## SUPPLIED RECORDS:

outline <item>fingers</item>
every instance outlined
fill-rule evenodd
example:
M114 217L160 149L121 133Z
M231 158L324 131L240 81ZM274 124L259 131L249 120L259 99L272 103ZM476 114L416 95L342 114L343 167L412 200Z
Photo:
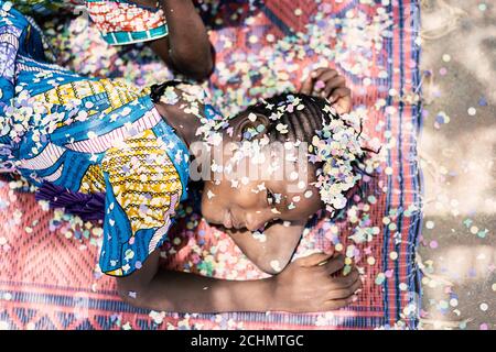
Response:
M326 87L326 82L337 75L338 73L335 69L317 68L312 72L309 78L303 81L300 88L300 92L317 96L321 91L324 90L324 88Z
M330 254L325 253L315 253L305 257L299 258L296 262L300 266L317 266L317 265L325 265L325 263L332 257Z
M313 91L313 85L314 85L314 80L313 78L310 76L309 78L306 78L301 88L300 88L300 92L310 96Z
M325 81L325 89L322 92L322 96L324 98L330 98L331 94L334 92L337 88L345 88L346 87L346 78L343 76L334 76L331 79Z
M352 90L348 87L338 87L330 94L328 100L331 102L336 102L337 100L339 100L342 98L351 98L351 97L352 97Z
M332 299L332 300L325 301L323 307L324 307L324 310L337 310L337 309L344 308L346 306L349 306L354 301L356 301L355 296L352 296L352 297L348 297L345 299Z
M334 273L337 273L338 271L341 271L344 267L344 265L345 265L344 261L345 261L345 257L343 254L338 254L338 255L330 258L327 261L327 263L325 263L323 265L324 274L332 275Z
M362 282L358 279L353 283L349 287L331 290L328 293L327 299L346 299L356 294L356 292L362 287Z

## PROBLEM STATEMENT:
Could you reproduce every line of the records above word for word, leaving the pictures out of your answer?

## ANSWER TO THIS EXERCISE:
outline <item>fingers</item>
every instance outlined
fill-rule evenodd
example:
M114 217L160 149L121 133Z
M231 158L324 131L240 81ZM274 124L259 131L249 120L259 99L272 103ZM476 114L416 95L342 114L343 167L412 200Z
Photo:
Response:
M326 87L326 82L337 75L338 73L335 69L317 68L312 72L309 78L303 81L300 88L300 92L317 96L321 91L324 90L324 88Z
M330 254L325 253L315 253L305 257L299 258L296 262L300 266L317 266L317 265L325 265L325 263L332 257Z
M313 91L313 85L314 85L314 80L313 78L310 76L309 78L306 78L301 88L300 88L300 92L310 96Z
M325 81L325 89L322 92L322 96L324 98L330 98L331 94L334 92L337 88L345 88L346 87L346 78L343 76L334 76L331 79Z
M352 90L348 87L338 87L330 94L328 100L331 102L336 102L337 100L339 100L342 98L351 98L351 97L352 97Z
M332 299L332 300L325 301L323 307L324 307L324 310L337 310L337 309L344 308L346 306L349 306L354 301L356 301L355 296L352 296L352 297L348 297L345 299Z
M334 273L337 273L338 271L341 271L344 267L344 265L345 265L344 261L345 261L345 257L343 254L338 254L338 255L330 258L327 261L327 263L325 263L323 265L324 274L332 275Z
M362 282L358 279L353 283L349 287L331 290L328 293L327 299L346 299L356 294L356 292L362 287Z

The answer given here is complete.